◆ DATA PROVIDED

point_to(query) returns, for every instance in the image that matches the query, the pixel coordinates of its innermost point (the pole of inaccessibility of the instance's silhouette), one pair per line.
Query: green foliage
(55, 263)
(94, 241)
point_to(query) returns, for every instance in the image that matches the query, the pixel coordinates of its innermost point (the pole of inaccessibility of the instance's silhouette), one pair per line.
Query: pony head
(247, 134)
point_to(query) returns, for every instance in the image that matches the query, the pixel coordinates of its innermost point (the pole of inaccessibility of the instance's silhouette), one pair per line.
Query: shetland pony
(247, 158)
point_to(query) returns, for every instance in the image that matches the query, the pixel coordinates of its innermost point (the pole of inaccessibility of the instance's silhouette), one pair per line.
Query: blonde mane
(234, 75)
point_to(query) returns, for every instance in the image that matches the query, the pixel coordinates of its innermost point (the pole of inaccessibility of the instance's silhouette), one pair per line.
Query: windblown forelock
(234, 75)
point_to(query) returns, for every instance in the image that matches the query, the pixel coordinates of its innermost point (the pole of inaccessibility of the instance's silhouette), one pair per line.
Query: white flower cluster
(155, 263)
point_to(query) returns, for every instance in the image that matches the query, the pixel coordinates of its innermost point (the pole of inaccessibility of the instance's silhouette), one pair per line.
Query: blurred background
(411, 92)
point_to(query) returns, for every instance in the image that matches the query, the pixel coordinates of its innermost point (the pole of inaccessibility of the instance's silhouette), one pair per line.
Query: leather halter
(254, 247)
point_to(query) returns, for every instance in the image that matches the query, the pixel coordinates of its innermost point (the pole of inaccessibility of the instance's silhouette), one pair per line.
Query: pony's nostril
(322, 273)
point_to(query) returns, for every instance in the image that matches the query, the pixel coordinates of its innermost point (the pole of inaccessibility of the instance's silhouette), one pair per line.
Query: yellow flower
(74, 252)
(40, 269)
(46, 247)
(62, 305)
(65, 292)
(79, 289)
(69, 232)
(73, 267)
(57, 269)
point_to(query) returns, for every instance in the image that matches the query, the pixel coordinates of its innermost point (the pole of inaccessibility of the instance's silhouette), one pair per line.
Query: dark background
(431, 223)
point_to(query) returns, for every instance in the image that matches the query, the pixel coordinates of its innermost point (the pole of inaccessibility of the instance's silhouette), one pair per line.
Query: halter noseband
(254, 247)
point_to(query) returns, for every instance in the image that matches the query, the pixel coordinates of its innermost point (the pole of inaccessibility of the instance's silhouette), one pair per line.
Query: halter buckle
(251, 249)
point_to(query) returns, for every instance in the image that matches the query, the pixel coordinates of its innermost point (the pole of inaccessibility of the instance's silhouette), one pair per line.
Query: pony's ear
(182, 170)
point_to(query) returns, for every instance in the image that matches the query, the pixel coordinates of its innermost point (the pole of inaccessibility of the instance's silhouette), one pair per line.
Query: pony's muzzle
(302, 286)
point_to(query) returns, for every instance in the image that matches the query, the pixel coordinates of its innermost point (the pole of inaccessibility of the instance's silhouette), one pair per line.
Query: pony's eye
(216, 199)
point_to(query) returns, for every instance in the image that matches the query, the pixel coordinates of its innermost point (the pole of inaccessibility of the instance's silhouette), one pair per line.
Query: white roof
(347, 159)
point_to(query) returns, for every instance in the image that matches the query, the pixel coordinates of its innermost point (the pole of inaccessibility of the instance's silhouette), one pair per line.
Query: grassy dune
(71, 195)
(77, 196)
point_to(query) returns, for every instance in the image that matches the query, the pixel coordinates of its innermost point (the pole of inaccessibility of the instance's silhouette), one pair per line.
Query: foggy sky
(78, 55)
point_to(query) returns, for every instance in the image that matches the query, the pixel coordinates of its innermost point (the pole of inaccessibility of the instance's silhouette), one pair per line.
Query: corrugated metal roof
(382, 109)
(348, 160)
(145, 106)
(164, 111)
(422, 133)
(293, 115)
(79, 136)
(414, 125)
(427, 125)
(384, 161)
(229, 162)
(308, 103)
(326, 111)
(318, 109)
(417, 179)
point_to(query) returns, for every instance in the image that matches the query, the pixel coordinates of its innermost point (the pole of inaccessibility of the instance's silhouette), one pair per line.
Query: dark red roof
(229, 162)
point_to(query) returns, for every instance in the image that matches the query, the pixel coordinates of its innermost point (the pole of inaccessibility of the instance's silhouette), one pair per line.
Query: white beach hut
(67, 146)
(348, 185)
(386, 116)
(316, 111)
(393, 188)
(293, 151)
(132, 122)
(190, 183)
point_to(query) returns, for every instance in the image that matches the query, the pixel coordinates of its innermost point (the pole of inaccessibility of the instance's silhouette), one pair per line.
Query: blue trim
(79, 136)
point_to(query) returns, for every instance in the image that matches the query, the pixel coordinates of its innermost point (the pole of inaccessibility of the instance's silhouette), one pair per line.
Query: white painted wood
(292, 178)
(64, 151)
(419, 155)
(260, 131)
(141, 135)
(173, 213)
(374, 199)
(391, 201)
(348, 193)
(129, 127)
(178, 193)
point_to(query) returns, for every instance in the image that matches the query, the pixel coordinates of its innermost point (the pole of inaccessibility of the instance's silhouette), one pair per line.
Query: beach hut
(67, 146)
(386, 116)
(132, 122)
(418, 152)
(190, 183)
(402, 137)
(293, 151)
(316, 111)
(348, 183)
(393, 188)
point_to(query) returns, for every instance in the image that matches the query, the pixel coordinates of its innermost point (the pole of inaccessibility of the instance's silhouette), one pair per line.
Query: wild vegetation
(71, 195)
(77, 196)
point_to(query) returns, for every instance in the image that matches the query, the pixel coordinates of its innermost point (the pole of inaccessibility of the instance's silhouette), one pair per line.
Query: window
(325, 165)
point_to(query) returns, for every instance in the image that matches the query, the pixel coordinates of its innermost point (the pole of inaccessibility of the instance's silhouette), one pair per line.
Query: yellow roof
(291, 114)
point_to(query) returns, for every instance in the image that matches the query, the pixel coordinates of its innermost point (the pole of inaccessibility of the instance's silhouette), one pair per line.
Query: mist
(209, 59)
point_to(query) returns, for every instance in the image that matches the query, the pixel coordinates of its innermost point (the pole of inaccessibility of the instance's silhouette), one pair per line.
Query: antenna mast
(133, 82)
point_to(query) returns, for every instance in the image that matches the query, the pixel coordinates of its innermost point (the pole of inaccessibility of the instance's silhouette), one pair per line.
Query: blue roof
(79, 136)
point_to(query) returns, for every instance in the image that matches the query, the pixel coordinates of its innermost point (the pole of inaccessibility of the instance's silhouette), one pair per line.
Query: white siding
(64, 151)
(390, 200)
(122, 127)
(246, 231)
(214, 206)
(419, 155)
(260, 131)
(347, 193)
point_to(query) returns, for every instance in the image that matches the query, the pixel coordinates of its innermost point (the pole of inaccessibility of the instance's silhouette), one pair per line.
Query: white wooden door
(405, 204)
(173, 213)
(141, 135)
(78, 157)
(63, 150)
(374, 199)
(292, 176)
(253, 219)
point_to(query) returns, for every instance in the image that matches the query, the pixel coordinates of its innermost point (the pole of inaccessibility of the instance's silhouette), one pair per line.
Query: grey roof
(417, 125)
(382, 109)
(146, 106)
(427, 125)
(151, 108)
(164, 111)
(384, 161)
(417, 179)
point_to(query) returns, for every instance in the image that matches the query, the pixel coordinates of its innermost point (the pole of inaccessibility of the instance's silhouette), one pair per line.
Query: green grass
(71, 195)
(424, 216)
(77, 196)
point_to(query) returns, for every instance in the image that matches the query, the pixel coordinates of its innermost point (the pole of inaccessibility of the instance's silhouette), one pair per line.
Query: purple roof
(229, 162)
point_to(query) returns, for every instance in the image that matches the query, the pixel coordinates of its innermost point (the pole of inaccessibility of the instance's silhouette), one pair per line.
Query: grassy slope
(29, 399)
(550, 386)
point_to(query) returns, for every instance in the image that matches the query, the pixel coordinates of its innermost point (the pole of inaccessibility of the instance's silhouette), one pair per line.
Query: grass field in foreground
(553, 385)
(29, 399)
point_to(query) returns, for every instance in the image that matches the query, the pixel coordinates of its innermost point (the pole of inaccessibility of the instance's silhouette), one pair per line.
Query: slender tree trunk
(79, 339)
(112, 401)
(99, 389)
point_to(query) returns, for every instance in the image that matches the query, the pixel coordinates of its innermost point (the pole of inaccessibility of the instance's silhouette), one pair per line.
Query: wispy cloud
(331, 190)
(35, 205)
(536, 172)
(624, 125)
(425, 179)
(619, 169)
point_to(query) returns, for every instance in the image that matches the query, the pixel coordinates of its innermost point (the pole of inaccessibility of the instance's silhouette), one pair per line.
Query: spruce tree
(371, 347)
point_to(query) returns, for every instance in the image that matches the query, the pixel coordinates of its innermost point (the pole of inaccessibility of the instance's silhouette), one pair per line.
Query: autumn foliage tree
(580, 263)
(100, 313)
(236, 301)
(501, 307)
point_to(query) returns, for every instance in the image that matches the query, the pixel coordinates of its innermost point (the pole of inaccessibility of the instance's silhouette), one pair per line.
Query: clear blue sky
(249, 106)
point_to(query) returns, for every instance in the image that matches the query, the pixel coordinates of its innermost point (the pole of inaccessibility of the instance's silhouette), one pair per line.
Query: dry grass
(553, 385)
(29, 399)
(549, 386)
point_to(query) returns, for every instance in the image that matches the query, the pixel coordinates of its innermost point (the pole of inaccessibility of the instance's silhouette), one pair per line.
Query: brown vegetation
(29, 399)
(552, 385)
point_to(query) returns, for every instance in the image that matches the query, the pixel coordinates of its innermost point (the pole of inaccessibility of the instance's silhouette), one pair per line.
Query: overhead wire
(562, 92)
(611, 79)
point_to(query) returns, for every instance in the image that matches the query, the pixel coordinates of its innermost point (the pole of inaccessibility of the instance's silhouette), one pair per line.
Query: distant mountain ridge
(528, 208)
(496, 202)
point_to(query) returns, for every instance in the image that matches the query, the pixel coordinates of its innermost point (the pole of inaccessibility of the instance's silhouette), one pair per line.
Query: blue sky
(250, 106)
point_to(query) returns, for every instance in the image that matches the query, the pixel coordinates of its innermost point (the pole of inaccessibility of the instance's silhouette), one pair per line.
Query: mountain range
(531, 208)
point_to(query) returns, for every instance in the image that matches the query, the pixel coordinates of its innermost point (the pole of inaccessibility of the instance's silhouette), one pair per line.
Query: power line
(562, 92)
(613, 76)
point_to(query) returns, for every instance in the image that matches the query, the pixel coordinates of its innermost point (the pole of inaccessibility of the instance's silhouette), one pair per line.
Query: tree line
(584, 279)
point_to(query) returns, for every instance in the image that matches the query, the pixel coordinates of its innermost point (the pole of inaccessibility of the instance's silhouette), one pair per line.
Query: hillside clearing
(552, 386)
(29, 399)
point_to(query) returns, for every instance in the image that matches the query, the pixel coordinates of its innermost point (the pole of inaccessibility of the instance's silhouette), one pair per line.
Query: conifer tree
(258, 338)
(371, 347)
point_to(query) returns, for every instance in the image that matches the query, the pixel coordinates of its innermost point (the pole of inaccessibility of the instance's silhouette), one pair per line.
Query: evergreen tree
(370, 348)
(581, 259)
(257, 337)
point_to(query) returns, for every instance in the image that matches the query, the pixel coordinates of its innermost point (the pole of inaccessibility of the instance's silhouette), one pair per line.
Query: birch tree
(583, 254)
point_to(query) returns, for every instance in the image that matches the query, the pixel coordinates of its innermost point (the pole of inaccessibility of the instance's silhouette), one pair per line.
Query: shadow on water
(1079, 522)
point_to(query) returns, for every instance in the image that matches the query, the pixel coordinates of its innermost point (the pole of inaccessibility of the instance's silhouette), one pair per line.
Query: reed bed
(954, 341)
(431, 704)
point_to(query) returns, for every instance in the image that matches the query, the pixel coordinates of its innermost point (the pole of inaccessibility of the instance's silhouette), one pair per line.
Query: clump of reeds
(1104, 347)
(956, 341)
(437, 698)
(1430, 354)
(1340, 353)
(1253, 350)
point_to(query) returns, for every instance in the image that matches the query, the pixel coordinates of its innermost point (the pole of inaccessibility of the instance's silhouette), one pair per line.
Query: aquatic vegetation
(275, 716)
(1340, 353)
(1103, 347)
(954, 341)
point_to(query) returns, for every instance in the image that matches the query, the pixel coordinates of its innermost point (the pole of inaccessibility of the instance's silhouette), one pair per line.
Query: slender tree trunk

◆ WHAT IS EXPECTED
Count the lines in the records above that contain the word "mountain", and reply with that number alone.

◆ OUTPUT OF THE TASK
2